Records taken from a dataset
########

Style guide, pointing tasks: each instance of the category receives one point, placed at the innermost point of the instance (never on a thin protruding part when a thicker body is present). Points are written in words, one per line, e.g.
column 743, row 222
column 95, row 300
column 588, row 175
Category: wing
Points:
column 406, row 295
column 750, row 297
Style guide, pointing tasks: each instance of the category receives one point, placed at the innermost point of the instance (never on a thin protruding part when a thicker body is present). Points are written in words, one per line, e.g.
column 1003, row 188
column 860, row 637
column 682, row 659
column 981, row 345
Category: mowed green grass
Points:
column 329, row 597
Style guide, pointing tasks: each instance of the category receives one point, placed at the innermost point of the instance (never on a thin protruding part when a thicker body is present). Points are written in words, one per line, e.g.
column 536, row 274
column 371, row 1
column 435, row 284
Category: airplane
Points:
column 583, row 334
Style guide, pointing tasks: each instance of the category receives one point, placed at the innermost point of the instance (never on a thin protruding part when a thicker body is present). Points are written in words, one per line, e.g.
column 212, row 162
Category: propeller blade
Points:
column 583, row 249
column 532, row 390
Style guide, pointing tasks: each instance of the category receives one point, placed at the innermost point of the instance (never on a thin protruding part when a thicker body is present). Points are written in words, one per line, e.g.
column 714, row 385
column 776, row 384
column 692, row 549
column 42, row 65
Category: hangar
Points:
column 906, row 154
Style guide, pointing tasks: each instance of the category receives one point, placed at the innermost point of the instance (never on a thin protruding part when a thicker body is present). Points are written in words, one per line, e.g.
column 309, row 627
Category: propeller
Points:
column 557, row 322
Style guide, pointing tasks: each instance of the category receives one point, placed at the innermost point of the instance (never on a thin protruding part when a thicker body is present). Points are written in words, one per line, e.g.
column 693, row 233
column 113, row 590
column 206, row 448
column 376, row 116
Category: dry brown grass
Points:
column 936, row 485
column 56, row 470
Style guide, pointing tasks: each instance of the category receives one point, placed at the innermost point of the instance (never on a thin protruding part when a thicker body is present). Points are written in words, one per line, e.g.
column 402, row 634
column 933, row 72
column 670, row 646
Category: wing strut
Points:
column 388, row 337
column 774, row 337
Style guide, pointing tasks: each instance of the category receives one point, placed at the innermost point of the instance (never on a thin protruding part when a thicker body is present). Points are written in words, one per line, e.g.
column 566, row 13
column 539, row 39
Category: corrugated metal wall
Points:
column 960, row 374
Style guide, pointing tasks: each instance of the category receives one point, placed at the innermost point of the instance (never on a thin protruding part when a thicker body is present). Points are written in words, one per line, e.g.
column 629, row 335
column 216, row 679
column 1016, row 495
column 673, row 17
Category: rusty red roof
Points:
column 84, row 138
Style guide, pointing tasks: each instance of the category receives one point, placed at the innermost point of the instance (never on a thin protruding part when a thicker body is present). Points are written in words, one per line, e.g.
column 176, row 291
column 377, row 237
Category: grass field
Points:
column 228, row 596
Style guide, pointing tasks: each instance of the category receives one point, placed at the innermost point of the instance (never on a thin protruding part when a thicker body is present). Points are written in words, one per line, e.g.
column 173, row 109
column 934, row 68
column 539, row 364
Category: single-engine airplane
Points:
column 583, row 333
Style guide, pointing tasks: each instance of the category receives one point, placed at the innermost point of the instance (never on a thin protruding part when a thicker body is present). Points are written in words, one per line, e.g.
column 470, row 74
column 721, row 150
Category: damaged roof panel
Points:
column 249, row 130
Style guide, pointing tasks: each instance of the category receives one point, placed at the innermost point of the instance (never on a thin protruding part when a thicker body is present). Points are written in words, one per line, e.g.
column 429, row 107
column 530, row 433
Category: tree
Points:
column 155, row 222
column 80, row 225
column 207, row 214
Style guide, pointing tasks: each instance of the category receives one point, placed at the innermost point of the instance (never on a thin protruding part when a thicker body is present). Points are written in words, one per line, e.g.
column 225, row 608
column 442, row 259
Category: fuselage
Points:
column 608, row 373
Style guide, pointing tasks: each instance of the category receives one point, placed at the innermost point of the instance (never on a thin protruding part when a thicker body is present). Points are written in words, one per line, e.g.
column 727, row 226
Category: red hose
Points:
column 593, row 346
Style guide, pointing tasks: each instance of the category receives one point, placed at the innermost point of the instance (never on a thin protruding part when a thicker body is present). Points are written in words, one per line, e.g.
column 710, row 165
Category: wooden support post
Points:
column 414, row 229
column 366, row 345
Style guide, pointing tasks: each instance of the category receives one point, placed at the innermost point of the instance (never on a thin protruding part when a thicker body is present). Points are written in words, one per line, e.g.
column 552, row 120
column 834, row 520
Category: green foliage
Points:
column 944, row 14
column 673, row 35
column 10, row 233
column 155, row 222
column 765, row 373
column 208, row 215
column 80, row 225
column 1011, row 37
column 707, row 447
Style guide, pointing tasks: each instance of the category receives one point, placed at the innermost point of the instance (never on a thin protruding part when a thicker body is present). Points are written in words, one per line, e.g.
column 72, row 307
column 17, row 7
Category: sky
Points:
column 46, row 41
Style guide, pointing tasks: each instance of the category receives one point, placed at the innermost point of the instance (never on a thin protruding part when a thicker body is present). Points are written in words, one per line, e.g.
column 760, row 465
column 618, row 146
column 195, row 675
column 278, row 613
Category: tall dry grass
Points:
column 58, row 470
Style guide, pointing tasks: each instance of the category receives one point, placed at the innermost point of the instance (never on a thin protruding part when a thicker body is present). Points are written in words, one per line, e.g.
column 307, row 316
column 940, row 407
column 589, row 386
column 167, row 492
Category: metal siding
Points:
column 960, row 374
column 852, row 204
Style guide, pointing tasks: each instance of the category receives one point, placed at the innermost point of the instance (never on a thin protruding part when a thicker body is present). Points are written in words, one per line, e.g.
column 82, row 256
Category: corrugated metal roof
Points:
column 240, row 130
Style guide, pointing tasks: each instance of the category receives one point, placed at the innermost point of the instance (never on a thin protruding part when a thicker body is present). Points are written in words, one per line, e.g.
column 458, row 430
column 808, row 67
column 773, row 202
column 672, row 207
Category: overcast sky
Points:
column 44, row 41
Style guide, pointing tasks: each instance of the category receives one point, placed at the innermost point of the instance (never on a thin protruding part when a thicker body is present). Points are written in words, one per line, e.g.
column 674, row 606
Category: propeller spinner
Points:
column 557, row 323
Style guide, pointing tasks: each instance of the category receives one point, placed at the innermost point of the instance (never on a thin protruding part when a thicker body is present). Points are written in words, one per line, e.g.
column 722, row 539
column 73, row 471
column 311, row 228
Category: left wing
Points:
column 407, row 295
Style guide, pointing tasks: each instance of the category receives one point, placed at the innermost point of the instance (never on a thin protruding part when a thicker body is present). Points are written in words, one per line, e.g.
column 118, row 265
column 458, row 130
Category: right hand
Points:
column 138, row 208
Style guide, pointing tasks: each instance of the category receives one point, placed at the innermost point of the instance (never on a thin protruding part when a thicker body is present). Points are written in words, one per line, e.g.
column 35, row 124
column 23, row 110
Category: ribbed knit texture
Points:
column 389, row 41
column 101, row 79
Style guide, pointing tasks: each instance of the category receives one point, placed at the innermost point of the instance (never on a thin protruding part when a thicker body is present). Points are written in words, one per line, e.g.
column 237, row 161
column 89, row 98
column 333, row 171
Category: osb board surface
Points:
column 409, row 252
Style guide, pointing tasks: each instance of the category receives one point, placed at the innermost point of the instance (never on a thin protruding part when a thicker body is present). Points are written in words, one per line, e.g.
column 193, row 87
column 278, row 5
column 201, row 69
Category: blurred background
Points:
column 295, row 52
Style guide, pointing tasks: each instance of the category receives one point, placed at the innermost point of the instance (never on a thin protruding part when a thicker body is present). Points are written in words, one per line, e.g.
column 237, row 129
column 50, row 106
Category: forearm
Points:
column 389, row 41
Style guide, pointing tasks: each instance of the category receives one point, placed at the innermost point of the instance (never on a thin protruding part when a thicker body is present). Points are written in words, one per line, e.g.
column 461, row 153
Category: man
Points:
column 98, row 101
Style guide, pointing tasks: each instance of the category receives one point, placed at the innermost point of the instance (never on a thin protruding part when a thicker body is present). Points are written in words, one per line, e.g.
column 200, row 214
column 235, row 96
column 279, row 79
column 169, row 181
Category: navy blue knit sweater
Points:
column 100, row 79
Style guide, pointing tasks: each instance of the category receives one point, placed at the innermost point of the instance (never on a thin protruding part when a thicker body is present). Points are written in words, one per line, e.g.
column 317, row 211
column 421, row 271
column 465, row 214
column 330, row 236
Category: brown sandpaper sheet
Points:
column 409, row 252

########

§ INSTRUCTIONS FOR THE TASK:
State how many lines in the records above contain the string "knit". Reply with the number alone.

§ ANSWER TO THIS EXERCISE:
2